- Data for this exercise:
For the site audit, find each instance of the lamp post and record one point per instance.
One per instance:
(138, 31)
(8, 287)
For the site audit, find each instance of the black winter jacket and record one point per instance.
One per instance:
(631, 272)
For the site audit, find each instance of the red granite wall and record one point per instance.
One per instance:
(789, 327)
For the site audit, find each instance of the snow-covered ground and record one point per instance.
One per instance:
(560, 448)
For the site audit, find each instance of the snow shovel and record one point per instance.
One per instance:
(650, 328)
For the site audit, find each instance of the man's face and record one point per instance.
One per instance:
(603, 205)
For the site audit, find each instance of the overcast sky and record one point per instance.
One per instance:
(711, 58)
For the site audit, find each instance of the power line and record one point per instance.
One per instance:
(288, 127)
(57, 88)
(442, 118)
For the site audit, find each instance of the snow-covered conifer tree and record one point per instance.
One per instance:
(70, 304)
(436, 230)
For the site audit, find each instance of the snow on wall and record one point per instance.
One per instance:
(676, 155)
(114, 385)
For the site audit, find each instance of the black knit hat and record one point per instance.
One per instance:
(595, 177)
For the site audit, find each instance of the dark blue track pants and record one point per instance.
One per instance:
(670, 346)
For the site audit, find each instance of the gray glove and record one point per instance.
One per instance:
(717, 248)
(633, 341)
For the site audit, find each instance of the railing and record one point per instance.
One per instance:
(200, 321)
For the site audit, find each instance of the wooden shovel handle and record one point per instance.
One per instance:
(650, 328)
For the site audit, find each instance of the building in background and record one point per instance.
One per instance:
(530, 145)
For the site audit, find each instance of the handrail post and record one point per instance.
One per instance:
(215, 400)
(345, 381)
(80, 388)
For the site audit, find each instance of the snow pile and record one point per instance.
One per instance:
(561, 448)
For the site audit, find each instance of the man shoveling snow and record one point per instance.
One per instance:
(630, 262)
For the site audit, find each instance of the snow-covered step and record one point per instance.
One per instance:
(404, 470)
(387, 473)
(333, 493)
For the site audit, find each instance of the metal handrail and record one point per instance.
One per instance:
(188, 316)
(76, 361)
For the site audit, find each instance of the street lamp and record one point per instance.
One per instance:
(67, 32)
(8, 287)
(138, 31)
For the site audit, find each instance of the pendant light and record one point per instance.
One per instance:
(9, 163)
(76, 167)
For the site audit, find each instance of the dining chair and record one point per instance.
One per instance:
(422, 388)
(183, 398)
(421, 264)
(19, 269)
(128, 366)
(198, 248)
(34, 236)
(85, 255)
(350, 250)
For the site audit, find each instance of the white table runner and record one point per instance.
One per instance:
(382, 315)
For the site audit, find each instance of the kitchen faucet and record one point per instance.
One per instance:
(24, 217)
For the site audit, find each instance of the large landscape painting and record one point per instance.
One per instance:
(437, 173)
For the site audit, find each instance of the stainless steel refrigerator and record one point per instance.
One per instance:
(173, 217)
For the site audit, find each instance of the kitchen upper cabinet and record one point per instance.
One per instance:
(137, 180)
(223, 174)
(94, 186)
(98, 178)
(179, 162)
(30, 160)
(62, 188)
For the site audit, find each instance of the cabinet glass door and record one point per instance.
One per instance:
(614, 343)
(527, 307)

- What you have to do: Using the data above, repeat every line exactly.

- Response to the task:
For the site audit, find each instance of the lamp post and record one point per instance.
One per instance:
(138, 31)
(8, 287)
For the site audit, find each instance of the black winter jacket and record one point per instance.
One per instance:
(631, 272)
For the site audit, find each instance of the red granite wall and record one point per instance.
One per instance:
(789, 327)
For the site audit, find each instance of the snow-covered ground and record one point per instance.
One per instance:
(560, 448)
For the site audit, find each instance of the snow shovel and record one point per instance.
One per instance:
(650, 328)
For the site audit, find each instance of the man's face and record one point per instance.
One per instance:
(603, 205)
For the site audit, find each instance of the overcast sky and record one point per instance.
One per instance:
(711, 58)
For the site audit, find each instance of the power line and record one point per instance.
One per instance:
(288, 127)
(57, 88)
(442, 118)
For the site audit, find each instance of the snow-covered conifer tree and record one point per instance.
One per instance:
(70, 304)
(436, 230)
For the site audit, find each instance of the snow on wall and record one point per instance.
One per instance:
(676, 155)
(114, 385)
For the site audit, find each instance of the black knit hat and record one point per instance.
One per instance:
(595, 177)
For the site audit, find each instance of the dark blue track pants and record one point per instance.
One per instance:
(670, 346)
For the site audit, find each instance of the gray glove and record one point per instance.
One per instance:
(717, 248)
(633, 341)
For the site audit, find each instance of the railing and record one point per instance.
One per instance:
(200, 321)
For the site audit, find each instance of the wooden shovel handle and record one point per instance.
One per instance:
(650, 328)
For the site audit, find each instance of the building in background and record one point per instance.
One per instance:
(530, 145)
For the site audit, find each instance of the handrail post and record one point per instance.
One per instance:
(215, 400)
(345, 381)
(80, 388)
For the site audit, find each instance of the snow pile and record one point per instance.
One per instance:
(561, 448)
For the site audit, find each instance of the man shoveling snow and record one point per instance.
One per instance:
(630, 262)
For the site audit, find each instance of the snow-covered step and record one point per instance.
One per instance:
(404, 470)
(387, 473)
(333, 493)
For the site audit, find each instance of the metal handrail and record one point per instance.
One per instance:
(188, 316)
(76, 361)
For the site audit, find each instance of the street lamp and record one point per instance.
One per instance:
(67, 32)
(8, 287)
(138, 31)
For the site audit, find each instance of the pendant light and record one point per instance.
One per instance:
(9, 163)
(76, 167)
For the site audit, find each instance of the dining chair and record one point per instance.
One per instance:
(422, 388)
(183, 398)
(421, 264)
(19, 269)
(128, 366)
(198, 248)
(34, 236)
(85, 255)
(350, 250)
For the site audit, find each instance of the white table runner and record one point per instance.
One per instance:
(382, 315)
For the site audit, find each instance of the kitchen faucet and record one point per instance.
One per instance:
(24, 217)
For the site audit, find each instance of the large landscape painting and record one point per instance.
One per instance:
(437, 173)
For the site audit, find each instance of the stainless steel refrigerator and record one point per instance.
One per instance:
(173, 217)
For the site audit, find each instance of the kitchen upper cabinet and record one point per instance.
One per instance:
(137, 180)
(223, 174)
(94, 186)
(98, 178)
(179, 162)
(30, 160)
(62, 188)
For the site audit, find each instance of the cabinet glass door and record one point per instance.
One per instance:
(614, 343)
(527, 307)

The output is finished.